● **TEXT TO READ**
Using BigQuery and Firebase Analytics to understand your mobile app
Originally posted on
Google
Cloud Platform Blog
Posted by Sara Robinson, Developer Advocate
At Google I/O this May, Firebase
announced a new suite of products to help developers build mobile
apps. Firebase Analytics, a part of the new Firebase platform, is a tool that automatically
captures data on how people are using your iOS and Android app, and lets you define your own
custom app events. When the data's captured, it’s available through a dashboard in
the Firebase console. One of my favorite cloud integrations with the new Firebase platform is
the ability to export raw data from Firebase Analytics to
Google BigQuery for
custom analysis. This custom analysis is particularly useful for aggregating data from the iOS
and Android versions of your app, and accessing custom parameters passed in your Firebase
Analytics events. Let’s take a look at what you can do with this powerful
combination.
How does the BigQuery export work?
After
linking your Firebase project to BigQuery, Firebase automatically
exports a new table to an associated BigQuery dataset every day. If you have both iOS and
Android versions of your app, Firebase exports the data for each platform into a separate
dataset. Each table contains the user activity and demographic data automatically captured by
Firebase Analytics, along with any custom events you’re capturing in your app. Thus,
after exporting one week’s worth of data for a cross-platform app, your BigQuery
project would contain two datasets, each with seven tables:
Diving into the data
The schema for every Firebase Analytics export table is the same, and we’ve created
two datasets (
one for iOS and
one for Android) with sample user data for you to run the example
queries below. The datasets are for a sample cross-platform iOS and Android gaming app. Each
dataset contains seven tables
— one
week’s worth of analytics data.

Point labeling examples

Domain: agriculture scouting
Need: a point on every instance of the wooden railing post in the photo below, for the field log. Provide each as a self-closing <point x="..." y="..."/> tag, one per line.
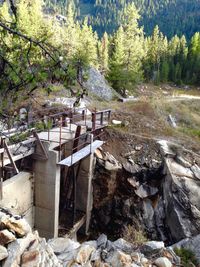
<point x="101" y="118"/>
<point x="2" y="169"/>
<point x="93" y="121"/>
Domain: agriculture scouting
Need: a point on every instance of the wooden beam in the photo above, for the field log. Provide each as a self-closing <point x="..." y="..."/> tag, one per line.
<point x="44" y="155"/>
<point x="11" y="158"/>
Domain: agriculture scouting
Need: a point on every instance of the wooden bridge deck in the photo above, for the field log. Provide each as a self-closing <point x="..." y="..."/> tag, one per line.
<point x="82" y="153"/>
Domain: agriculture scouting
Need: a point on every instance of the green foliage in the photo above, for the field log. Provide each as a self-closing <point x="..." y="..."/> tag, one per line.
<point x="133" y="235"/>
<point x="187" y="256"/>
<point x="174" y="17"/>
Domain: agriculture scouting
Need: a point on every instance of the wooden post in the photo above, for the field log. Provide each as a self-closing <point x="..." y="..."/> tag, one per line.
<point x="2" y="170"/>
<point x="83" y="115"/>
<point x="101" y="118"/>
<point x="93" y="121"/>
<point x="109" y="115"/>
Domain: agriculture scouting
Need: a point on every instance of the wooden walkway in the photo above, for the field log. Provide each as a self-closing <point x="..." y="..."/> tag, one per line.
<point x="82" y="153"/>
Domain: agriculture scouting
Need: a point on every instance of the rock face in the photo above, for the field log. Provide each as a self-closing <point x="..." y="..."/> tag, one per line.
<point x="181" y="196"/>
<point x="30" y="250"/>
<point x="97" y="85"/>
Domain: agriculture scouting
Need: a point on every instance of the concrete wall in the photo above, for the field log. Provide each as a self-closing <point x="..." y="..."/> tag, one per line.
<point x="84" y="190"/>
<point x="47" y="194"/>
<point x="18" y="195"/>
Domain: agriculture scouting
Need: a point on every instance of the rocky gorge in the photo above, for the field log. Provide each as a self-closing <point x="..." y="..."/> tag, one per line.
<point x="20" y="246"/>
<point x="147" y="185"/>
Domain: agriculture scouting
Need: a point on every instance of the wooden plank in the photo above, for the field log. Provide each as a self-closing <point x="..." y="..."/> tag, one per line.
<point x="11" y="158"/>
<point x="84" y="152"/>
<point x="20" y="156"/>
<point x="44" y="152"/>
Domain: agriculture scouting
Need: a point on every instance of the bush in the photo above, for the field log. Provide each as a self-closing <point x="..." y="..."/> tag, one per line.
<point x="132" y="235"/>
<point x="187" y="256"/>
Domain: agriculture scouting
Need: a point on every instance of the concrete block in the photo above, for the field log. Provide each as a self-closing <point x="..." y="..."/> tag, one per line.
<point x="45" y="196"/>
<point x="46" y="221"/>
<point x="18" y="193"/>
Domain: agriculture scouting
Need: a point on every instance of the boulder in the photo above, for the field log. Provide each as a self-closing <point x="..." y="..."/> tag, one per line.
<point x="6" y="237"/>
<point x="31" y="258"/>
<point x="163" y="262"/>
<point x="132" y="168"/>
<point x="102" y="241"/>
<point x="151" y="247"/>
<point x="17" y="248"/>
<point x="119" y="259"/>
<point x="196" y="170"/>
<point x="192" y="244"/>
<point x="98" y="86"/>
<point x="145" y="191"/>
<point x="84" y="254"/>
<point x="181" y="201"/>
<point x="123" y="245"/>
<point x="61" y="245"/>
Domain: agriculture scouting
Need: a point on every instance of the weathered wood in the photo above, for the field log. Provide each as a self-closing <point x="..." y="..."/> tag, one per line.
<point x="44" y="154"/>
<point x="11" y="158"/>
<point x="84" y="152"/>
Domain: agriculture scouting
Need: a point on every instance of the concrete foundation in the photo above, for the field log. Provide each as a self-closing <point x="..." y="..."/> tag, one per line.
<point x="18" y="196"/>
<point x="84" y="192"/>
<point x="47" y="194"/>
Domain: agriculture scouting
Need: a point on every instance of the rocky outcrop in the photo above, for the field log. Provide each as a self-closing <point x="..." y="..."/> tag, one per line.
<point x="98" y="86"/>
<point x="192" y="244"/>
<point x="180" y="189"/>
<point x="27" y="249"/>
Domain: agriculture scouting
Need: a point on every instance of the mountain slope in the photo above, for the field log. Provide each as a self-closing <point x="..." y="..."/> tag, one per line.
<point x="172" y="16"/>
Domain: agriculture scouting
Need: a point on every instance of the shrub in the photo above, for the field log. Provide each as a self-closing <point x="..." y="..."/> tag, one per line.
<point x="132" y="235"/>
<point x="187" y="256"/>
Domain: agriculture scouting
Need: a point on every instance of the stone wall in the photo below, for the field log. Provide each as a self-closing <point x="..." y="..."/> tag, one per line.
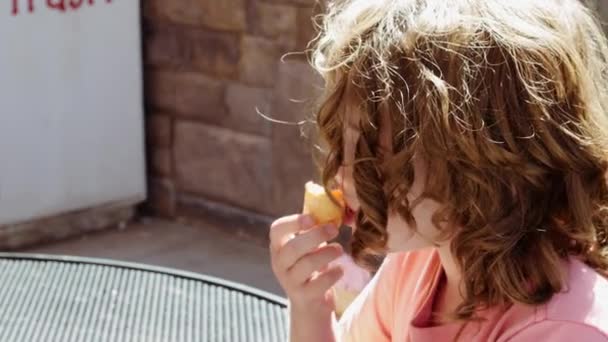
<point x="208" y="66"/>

● **WORK TO COMPLETE**
Carry on the article about using BigQuery with Firebase Analytics, starting right after its final sentence.

● **RESPONSE BELOW**
The following query will return some basic user demographic and device data for one day of
usage on the iOS version of our app:
SELECT
user_dim.app_info.app_instance_id,
user_dim.device_info.device_category,
user_dim.device_info.user_default_language,
user_dim.device_info.platform_version,
user_dim.device_info.device_model,
user_dim.geo_info.country,
user_dim.geo_info.city,
user_dim.app_info.app_version,
user_dim.app_info.app_store,
user_dim.app_info.app_platform
FROM
[firebase-analytics-sample-data:ios_dataset.app_events_20160601]
Since the schema for every BigQuery table exported from Firebase Analytics is the same, you
can run any of the queries in this post on your own Firebase Analytics data by replacing the
dataset and table names with the ones for your project.
The schema has user data and event data. All user data is automatically captured by Firebase
Analytics, and the event data is populated by any custom events you add to your app.
Let’s take a look at the specific records for both user and event data.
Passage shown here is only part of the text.